● **Page text**:
--- START ---

District information
- Type: Public
- Grades: K-12
- Superintendent: Andrew Netznik
- Schools: 3

Students and staff
- Enrollment: 1,305 (as of 2022–23)
- Faculty: 115.4 FTEs
- Student–teacher ratio: 11.3:1

Other information
- Website: www.tulpehocken.org

= Tulpehocken Area School District =

School district in Pennsylvania

The Tulpehocken Area School District is a school district located in northwestern Berks County, Pennsylvania. The district serves three different schools. Penn-Bernville Elementary and Bethel Elementary are the two elementary schools that enroll students in Kindergarten through 6th Grade. Penn-Bernville Elementary was one of 11 schools recognized as a Blue Ribbon School for Excellence Award Lighthouse School in 2011. The Tulpehocken Jr/Sr High School, located in Jefferson Township, enrolls the rest of the students, 7th through 12th Grade. The district serves the borough of Bernville, as well as the townships of Bethel, Jefferson, Penn, and Tulpehocken.The Tulpehocken Area School District also offers students an online alternative to cyber-charter school education called the Tulpehocken Virtual Academy. The district is one of the 500 public school districts of Pennsylvania.

--- END ---

● **Data excerpts**:

--- START ---

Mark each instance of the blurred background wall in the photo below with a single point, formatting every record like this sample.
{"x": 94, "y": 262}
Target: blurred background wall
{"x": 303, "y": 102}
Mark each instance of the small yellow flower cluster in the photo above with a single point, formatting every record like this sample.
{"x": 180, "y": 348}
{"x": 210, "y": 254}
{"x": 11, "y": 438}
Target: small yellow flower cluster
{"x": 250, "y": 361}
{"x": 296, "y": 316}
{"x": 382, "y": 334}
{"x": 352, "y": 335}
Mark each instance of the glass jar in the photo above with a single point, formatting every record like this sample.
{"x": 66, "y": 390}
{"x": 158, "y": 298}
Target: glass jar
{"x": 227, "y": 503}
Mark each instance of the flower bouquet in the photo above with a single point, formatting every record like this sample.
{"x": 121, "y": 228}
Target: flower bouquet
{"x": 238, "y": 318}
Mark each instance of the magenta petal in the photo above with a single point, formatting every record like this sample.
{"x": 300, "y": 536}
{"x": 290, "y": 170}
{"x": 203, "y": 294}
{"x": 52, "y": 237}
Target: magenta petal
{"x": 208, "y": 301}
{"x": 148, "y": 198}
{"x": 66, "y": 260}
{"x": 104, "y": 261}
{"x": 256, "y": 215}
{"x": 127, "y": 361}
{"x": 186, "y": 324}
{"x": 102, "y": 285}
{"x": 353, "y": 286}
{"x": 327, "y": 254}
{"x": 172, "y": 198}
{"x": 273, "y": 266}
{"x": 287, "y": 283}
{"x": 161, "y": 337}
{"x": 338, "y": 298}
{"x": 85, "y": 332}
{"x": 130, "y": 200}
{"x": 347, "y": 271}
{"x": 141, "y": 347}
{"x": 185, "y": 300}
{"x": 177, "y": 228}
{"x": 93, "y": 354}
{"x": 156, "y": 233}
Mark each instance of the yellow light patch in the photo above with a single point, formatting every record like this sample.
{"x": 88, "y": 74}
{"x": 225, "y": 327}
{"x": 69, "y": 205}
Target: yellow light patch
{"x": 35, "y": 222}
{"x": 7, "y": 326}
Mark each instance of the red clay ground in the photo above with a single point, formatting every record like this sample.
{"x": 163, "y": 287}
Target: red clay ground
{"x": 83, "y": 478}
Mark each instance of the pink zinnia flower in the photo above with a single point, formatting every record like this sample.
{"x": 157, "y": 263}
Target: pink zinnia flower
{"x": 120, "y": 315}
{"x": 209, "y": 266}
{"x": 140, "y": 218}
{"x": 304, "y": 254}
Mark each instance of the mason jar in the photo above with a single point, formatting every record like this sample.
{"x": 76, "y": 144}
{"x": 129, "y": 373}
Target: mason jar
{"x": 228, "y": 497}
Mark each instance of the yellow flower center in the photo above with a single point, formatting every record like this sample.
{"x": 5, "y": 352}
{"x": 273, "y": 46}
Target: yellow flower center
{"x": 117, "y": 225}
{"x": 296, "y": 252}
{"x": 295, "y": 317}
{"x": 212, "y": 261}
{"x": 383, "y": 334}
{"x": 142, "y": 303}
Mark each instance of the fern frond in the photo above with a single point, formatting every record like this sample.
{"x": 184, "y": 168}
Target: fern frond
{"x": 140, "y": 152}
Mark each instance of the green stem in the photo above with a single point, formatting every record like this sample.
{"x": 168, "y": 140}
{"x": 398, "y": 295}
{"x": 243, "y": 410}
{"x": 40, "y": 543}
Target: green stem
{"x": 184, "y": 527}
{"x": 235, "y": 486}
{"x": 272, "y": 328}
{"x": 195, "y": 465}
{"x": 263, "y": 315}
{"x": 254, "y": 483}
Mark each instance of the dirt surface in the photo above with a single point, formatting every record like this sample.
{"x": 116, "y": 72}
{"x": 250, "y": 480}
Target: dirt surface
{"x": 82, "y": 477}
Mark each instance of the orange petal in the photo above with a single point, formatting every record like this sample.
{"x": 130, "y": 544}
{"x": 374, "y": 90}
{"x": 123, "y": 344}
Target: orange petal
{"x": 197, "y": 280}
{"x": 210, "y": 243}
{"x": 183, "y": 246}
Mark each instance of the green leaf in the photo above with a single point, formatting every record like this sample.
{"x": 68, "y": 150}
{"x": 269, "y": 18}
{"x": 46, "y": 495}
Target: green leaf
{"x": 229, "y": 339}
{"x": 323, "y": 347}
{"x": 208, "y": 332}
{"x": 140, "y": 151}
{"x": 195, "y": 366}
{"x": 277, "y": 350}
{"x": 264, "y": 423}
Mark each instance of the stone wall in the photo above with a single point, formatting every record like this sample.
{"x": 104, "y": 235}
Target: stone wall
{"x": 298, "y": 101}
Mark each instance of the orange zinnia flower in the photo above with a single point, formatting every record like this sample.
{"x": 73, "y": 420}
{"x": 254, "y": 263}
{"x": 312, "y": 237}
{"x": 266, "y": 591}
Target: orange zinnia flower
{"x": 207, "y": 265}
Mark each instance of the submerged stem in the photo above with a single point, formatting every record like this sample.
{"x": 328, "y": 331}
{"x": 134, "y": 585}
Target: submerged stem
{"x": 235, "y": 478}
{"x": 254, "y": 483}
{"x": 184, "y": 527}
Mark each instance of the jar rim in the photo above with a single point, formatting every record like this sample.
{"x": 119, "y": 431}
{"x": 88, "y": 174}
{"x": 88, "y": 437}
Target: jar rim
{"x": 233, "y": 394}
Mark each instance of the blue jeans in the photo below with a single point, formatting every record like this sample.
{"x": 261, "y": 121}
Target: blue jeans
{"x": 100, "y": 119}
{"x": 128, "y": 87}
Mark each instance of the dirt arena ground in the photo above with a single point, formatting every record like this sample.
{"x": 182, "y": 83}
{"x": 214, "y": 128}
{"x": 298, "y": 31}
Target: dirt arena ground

--- END ---

● **Assigned task A**: According to the school district text, where is the Tulpehocken Area School District located?
● **Assigned task B**: Quote the school district text word for word, everything from "The Tulpehocken Area School District is" down to "districts of Pennsylvania.".
● **Assigned task C**: Which municipalities does the district serve, according to the school district text? List every one.
The records are separate material, unrelated to the school district text.

● **Reply A**: In northwestern Berks County, Pennsylvania.

● **Reply B**:
The Tulpehocken Area School District is a school district located in northwestern Berks County, Pennsylvania. The district serves three different schools. Penn-Bernville Elementary and Bethel Elementary are the two elementary schools that enroll students in Kindergarten through 6th Grade. Penn-Bernville Elementary was one of 11 schools recognized as a Blue Ribbon School for Excellence Award Lighthouse School in 2011. The Tulpehocken Jr/Sr High School, located in Jefferson Township, enrolls the rest of the students, 7th through 12th Grade. The district serves the borough of Bernville, as well as the townships of Bethel, Jefferson, Penn, and Tulpehocken.The Tulpehocken Area School District also offers students an online alternative to cyber-charter school education called the Tulpehocken Virtual Academy. The district is one of the 500 public school districts of Pennsylvania.

● **Reply C**:
- Bernville (borough)
- Bethel Township
- Jefferson Township
- Penn Township
- Tulpehocken Township